WORK TO BE COMPLETED: From the line with "Target: bearded face" through the final line, transcribe the material below character for character; include no other lines.

DATASET ROWS:
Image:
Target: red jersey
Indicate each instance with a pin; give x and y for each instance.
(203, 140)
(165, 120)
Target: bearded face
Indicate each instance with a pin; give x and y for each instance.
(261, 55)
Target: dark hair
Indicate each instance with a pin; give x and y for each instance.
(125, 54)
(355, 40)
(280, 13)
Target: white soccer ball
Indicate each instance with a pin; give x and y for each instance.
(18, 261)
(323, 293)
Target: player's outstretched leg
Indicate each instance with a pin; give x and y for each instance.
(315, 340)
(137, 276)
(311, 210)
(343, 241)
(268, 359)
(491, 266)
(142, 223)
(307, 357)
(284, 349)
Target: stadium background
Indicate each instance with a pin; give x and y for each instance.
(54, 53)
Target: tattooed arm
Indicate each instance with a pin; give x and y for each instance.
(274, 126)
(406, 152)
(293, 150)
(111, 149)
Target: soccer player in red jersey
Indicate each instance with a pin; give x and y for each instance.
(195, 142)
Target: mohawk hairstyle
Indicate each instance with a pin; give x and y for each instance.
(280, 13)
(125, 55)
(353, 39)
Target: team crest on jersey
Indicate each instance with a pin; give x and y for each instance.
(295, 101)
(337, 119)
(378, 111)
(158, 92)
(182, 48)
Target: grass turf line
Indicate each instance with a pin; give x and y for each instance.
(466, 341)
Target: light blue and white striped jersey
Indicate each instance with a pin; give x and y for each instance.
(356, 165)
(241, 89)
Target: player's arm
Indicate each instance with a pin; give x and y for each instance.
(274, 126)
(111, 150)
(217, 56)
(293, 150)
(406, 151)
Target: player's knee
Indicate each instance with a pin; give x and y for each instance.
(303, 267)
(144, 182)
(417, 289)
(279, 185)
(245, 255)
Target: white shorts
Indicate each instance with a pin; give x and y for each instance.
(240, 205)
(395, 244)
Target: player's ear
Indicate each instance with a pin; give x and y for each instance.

ANSWER BELOW:
Target: bearded face
Indicate each instance with a pin; give x and y for each instance.
(261, 55)
Target: dark hair
Indicate each instance with a pin; give x and y for each instance.
(125, 54)
(355, 40)
(280, 13)
Target: white soccer ball
Indicate each instance with a pin; give x and y for each instance.
(18, 261)
(323, 293)
Target: player's outstretched leg
Indicate each instance with a pin; give x and y for each instance.
(315, 340)
(137, 276)
(311, 210)
(343, 241)
(268, 359)
(491, 266)
(142, 223)
(307, 357)
(284, 349)
Target: stadium background
Indicate each instance with a pin; give x and y for each instance.
(54, 53)
Target: tattooed arm
Indicate each instance with a pin; give x and y for each instance.
(274, 126)
(406, 152)
(293, 150)
(111, 149)
Target: soccer player in red jersey
Indicate each instance with a pin; give x and y for each instance.
(195, 142)
Target: mohawk hairstyle
Indicate each instance with a pin; give x and y for each instance.
(280, 13)
(125, 55)
(353, 39)
Target: team crest on jersey
Indicate each instance with a pin; give x and y for each instance.
(295, 101)
(337, 119)
(378, 111)
(158, 92)
(182, 48)
Target: grass turf line
Indicate each instance with a pin; give x and y for each instance.
(466, 341)
Target: light blue and white striped jersey
Indicate each instance with a pin; give x and y for each instance.
(356, 165)
(241, 89)
Target: player's arm
Indicate each instance with a pin; give x and y for each instance.
(274, 126)
(111, 150)
(217, 56)
(293, 150)
(406, 151)
Target: player's knee
Indicate each instance with a pin; give x and y for each instance.
(303, 267)
(144, 182)
(417, 289)
(279, 185)
(245, 255)
Target: white shorts
Indicate each instance with a pin; give x and y for each instance.
(240, 205)
(395, 244)
Target: player's ear
Indicate each instance with a pin; give x and y for each instance.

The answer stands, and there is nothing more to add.